→ **Passage given**
◇ ◇ ◇ ◇ ◇
Invalidating Futures Futures in which learners' preferences and competence have not been validated, and where learners feel emotionally/subjectively negative about themselves as learners, such as feeling like a failure.
Compliance-centered Futures Futures in which learners are expected to comply with the wishes, preferences, and rules of others.
Learning -restricted Futures Futures in which learners cannot or do not seek to engage in inquiry practices of interest to them, about topics of interest to them, or where such inquiry is very limited.

Learner Identities

Twenty coded segments were relevant to the designers' assumptions about learner identity. Nine of these were coded Interdependent Learners. Interdependence is a term common in disability social justice movements and disability studies alike, and which disability justice movement writer Piepzna-Samarahinsa (2018) defines as the interconnectedness between all humans and more-than-humans, and a thing to be celebrated. This design team framed relationships with other humans and more-than-humans (such as activity materials and AAC devices) as part of inherently interdependent processes (marked by interconnectedness and relationships of learning and communication).
◇ ◇ ◇ ◇ ◇
→ **Provided material**
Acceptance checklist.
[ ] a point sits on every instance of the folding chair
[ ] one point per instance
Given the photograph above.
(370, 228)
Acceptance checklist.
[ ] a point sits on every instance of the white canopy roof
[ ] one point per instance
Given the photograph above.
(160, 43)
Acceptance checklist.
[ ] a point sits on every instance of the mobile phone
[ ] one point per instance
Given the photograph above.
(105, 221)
◇ ◇ ◇ ◇ ◇
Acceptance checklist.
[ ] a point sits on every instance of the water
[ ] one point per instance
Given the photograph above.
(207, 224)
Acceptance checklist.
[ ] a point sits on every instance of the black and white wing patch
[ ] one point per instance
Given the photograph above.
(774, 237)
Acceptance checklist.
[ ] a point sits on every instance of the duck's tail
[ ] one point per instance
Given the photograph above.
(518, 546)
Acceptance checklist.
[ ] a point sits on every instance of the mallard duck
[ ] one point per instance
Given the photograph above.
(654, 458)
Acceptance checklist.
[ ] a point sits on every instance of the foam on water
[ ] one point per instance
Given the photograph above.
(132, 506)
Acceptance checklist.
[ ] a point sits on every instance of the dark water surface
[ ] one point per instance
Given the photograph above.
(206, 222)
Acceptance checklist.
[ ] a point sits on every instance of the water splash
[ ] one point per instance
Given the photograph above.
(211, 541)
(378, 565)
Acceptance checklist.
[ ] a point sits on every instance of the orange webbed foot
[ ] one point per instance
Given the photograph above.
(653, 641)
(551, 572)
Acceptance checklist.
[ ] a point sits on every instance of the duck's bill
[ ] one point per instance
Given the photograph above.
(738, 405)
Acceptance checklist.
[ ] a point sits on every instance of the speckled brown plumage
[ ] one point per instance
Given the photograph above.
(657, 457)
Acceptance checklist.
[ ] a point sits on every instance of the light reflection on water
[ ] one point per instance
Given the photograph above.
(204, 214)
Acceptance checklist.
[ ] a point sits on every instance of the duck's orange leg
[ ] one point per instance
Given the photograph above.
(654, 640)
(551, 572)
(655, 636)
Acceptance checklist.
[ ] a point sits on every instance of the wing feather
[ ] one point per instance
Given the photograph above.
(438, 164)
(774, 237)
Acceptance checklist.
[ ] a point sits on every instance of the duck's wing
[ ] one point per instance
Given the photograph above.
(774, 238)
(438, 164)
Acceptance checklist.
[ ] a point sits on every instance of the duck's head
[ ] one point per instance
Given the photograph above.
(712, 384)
◇ ◇ ◇ ◇ ◇
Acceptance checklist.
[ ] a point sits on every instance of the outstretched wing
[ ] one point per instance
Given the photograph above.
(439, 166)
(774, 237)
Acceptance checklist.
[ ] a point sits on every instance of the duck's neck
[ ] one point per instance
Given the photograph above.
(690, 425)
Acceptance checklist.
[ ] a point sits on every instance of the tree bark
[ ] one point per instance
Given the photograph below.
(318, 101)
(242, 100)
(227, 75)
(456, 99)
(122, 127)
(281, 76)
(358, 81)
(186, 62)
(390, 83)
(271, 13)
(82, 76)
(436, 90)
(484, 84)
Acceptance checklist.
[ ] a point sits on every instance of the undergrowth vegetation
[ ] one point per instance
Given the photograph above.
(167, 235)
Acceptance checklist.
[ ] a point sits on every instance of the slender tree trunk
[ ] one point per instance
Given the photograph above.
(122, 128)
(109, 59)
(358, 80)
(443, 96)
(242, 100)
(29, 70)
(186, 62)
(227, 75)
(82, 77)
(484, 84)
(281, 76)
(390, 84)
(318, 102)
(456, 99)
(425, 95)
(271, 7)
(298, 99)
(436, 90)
◇ ◇ ◇ ◇ ◇
→ **What you should do**
Continue the passage on learner identities from its final sentence, in the same academic register.

→ **Answer to this problem**
Interdependence as a construct and movement value is at the core of both designers' activism. It should be noted, however, that the participant-researcher arrived at the above conclusion from the bottom-up through data analysis, not by imposing this existing value on the data. It was through refining these initially incomplete learner identities that the identity Interdependent Learner was settled on. For example, in Meeting 1, Turn 18, Marrok asks, "So do you have thoughts about asking a learner using AAC what they are interested in? Especially if they use a menu-based system that does not have the right word already in it." Stephanie responds in Turn 19, "I feel like even if you're asking someone who doesn't have an AAC method you can start with providing some options and see if any of those are interesting, not interesting, or need more information." Stephanie's response highlights interdependence through an offer-response process between an imagined tutor and the imagined learner. The learner's task is to indicate whether each option is interesting, not interesting, or if they want more information before they decide, but the learner is not presented as making or communicating these choices independently. They do so through interaction with a tutor. This interaction mediates the possible choices, which differs from a situation where a learner might choose from a range of options they independently imagine. Thus, Interdependent Learner, explicitly names the interdependence between the learner and the human and more-than-humans they are working with.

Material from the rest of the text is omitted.